--- What is needed ---
Output the line containing "of the shoreline" and all subsequent lines of the listing below, copied exactly, with no other lines.

[Extracted records]
-=-=-=-=-

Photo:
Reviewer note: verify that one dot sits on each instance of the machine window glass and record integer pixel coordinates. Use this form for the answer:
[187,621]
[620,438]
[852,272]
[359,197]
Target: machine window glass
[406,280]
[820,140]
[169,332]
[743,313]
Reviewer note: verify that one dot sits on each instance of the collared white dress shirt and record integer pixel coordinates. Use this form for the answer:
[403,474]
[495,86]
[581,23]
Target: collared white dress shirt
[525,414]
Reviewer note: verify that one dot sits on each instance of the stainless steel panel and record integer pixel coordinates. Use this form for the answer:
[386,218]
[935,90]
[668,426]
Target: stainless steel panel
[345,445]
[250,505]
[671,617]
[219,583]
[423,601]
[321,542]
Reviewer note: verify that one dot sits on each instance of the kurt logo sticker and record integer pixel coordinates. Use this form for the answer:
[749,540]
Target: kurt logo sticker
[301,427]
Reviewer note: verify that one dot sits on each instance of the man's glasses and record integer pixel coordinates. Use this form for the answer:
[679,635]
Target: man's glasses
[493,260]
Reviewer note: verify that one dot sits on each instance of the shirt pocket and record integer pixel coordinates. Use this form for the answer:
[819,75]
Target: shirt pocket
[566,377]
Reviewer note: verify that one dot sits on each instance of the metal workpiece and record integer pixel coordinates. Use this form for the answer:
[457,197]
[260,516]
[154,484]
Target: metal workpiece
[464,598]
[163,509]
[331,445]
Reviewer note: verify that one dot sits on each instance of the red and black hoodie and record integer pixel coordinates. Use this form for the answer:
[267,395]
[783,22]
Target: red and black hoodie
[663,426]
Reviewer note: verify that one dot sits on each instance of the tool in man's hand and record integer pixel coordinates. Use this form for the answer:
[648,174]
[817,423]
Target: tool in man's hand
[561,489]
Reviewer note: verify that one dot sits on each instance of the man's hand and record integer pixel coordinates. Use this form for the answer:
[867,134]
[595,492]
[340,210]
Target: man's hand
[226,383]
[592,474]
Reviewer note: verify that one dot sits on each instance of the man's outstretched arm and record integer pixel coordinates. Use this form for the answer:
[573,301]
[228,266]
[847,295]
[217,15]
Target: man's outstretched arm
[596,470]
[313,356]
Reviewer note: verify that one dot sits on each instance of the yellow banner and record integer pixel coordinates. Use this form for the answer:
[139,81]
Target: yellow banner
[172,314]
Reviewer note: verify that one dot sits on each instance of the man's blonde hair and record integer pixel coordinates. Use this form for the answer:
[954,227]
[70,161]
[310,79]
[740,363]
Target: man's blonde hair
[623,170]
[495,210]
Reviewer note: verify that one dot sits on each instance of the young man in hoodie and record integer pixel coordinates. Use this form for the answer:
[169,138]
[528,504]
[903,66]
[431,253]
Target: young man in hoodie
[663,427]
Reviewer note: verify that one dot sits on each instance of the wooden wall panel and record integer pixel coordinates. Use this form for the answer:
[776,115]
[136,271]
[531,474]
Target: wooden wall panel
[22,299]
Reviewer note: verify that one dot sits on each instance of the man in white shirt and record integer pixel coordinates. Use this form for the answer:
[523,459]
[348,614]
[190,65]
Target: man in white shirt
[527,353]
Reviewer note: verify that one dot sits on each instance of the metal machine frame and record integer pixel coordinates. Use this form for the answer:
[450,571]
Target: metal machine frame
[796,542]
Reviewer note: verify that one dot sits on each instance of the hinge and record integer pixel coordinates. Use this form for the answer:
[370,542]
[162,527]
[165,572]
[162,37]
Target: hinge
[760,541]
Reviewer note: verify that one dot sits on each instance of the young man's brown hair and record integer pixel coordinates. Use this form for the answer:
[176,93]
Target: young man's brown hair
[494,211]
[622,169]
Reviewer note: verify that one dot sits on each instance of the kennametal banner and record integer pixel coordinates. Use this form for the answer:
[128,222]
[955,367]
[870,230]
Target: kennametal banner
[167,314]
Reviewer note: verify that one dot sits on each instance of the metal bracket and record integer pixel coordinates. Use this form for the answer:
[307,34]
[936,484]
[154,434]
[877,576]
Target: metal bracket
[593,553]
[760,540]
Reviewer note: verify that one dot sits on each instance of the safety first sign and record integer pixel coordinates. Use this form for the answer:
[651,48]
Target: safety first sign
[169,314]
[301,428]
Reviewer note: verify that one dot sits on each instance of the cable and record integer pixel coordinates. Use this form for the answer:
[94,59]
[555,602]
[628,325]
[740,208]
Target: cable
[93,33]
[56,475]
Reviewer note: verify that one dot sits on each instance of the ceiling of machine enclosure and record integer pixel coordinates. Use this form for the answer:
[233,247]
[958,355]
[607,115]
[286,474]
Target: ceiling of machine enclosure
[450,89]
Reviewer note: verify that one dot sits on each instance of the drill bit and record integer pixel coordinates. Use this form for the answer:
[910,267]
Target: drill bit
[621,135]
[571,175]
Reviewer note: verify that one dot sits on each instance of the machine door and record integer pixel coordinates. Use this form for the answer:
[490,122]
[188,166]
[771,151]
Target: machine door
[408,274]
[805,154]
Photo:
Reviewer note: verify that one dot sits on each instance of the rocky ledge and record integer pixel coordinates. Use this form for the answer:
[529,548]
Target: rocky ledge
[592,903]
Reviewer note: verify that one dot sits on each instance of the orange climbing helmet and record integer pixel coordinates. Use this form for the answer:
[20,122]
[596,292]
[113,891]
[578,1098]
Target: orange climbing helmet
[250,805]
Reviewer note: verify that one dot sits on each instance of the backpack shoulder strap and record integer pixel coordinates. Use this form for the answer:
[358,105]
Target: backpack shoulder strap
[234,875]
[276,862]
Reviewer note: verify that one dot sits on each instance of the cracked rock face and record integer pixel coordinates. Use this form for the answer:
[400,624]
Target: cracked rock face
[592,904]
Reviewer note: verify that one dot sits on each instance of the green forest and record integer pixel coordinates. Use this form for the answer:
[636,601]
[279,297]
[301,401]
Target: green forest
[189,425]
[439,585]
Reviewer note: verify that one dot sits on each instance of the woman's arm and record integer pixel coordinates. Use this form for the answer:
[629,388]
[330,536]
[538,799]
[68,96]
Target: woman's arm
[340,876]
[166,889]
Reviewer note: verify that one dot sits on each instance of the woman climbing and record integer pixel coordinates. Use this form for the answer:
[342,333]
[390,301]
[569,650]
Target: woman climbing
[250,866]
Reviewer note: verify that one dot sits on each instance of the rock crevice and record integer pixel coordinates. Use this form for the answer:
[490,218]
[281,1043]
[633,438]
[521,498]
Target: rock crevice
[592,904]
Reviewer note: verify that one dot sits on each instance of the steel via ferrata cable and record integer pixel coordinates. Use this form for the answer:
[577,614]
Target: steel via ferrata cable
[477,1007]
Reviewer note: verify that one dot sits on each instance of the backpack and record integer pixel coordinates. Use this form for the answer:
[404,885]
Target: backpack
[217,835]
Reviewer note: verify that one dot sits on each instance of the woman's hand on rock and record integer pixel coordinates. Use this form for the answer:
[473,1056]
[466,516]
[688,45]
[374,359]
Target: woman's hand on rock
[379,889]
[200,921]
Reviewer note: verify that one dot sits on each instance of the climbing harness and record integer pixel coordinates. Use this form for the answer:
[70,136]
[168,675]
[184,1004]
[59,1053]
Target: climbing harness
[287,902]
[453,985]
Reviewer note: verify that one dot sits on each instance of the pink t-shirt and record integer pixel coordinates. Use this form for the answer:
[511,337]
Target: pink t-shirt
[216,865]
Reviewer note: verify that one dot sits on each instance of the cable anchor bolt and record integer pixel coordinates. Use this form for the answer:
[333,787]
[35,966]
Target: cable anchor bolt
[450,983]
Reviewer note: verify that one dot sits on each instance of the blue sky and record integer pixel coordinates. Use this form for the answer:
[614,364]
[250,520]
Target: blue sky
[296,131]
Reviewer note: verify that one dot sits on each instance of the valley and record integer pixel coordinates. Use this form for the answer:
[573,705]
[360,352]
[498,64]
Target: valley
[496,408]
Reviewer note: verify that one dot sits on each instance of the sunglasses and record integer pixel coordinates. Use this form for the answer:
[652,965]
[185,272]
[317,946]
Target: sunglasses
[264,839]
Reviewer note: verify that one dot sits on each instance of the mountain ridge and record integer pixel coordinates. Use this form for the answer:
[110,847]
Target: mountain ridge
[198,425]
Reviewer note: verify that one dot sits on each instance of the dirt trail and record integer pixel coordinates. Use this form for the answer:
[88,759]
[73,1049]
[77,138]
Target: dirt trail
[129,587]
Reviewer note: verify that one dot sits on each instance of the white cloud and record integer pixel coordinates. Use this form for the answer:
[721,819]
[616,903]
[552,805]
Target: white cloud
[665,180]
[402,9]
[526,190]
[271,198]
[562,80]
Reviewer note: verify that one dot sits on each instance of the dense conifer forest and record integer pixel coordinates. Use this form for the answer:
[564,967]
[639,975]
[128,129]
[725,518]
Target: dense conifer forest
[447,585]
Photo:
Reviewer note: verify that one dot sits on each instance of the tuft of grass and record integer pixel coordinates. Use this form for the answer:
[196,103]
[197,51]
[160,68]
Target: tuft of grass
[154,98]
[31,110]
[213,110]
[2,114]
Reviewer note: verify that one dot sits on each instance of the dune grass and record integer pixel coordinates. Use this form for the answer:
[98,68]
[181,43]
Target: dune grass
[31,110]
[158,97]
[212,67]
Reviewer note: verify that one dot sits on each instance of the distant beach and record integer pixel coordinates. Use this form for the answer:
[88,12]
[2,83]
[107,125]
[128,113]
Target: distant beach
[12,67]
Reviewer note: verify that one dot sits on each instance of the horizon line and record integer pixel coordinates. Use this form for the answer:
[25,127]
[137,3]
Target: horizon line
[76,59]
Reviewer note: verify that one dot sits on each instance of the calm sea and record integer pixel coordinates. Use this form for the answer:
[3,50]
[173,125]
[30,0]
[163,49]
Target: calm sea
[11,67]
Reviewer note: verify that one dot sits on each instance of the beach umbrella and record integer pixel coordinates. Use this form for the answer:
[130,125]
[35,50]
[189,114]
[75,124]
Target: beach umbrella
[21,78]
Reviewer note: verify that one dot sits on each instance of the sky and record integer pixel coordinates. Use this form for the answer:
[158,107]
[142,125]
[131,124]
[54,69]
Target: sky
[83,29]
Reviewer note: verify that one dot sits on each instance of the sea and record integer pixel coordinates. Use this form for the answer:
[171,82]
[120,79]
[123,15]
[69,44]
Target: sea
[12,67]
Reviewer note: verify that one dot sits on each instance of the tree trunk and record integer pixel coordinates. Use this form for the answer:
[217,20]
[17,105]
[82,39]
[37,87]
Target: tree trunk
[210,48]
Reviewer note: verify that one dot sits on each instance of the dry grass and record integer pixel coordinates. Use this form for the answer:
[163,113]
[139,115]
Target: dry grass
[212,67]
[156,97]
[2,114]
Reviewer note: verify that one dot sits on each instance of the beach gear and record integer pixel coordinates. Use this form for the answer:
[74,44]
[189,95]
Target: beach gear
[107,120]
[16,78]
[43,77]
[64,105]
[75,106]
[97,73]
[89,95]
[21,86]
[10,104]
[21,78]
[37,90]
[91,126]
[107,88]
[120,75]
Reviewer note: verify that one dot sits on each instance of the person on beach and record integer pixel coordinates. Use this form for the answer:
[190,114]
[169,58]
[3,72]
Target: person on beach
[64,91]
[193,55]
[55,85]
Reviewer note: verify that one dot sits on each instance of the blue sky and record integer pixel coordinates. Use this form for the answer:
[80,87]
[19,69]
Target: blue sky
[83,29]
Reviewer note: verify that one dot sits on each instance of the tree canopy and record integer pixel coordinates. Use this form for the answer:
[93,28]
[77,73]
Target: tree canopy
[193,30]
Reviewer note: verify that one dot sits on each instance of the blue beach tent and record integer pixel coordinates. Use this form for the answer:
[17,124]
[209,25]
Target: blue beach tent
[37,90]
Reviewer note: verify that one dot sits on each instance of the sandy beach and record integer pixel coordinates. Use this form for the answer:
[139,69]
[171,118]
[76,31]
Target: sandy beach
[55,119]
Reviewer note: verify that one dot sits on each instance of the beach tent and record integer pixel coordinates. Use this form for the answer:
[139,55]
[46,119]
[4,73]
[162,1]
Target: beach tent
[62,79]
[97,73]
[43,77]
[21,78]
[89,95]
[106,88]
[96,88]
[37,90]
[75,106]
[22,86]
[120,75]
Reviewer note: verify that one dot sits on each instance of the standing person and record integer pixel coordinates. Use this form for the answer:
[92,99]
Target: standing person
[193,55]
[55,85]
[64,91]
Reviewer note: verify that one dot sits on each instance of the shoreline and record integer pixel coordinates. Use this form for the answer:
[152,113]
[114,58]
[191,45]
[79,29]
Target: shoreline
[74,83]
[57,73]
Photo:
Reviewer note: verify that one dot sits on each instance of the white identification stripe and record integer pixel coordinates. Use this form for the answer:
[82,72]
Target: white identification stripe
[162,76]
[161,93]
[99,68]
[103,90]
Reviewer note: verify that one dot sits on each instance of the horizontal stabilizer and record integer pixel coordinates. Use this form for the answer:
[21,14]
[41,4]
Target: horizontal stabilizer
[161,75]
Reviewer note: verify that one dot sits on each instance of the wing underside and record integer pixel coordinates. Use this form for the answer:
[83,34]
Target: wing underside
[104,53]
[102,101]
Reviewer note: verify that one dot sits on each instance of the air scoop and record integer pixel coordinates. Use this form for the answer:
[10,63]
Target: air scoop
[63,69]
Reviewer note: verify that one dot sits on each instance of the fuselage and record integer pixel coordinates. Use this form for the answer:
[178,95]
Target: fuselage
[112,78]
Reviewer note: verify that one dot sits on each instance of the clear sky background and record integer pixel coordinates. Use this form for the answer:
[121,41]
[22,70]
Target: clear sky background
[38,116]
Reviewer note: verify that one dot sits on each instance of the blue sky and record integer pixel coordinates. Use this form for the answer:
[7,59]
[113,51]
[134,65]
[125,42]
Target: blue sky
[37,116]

-=-=-=-=-

--- The reply ---
Reviewer note: verify that one dot sits on each instance of the shoreline and record integer pixel coordinates. Use this form for the answer:
[152,113]
[114,58]
[191,45]
[79,29]
Target: shoreline
[74,83]
[57,73]
Photo:
Reviewer note: verify that one dot sits on each instance of the white identification stripe and record integer pixel coordinates. Use this form for the answer:
[82,72]
Target: white identification stripe
[162,76]
[161,93]
[99,68]
[103,90]
Reviewer note: verify that one dot sits on each instance of the horizontal stabilizer and record integer pixel coordinates. Use this form for the answer:
[21,14]
[41,4]
Target: horizontal stabilizer
[161,75]
Reviewer note: verify that one dot sits on each instance of the wing underside and record integer pixel coordinates. Use this form for the answer:
[83,34]
Target: wing underside
[104,53]
[102,101]
Reviewer note: verify that one dot sits on each instance of the air scoop and record integer pixel coordinates. Use this form for the answer:
[10,63]
Target: air scoop
[63,69]
Reviewer note: verify that one dot sits on each instance of the fuselage and record integer pixel coordinates. Use this form for the answer:
[178,95]
Target: fuselage
[112,78]
Reviewer note: verify that one dot sits on each instance of the clear sky background and record integer pixel coordinates. Use this form for the answer:
[121,41]
[22,70]
Target: clear sky background
[38,116]
Reviewer note: verify that one dot sits on each instance of the blue sky and record integer pixel coordinates. Use this form for the answer:
[7,59]
[113,51]
[134,65]
[125,42]
Target: blue sky
[37,116]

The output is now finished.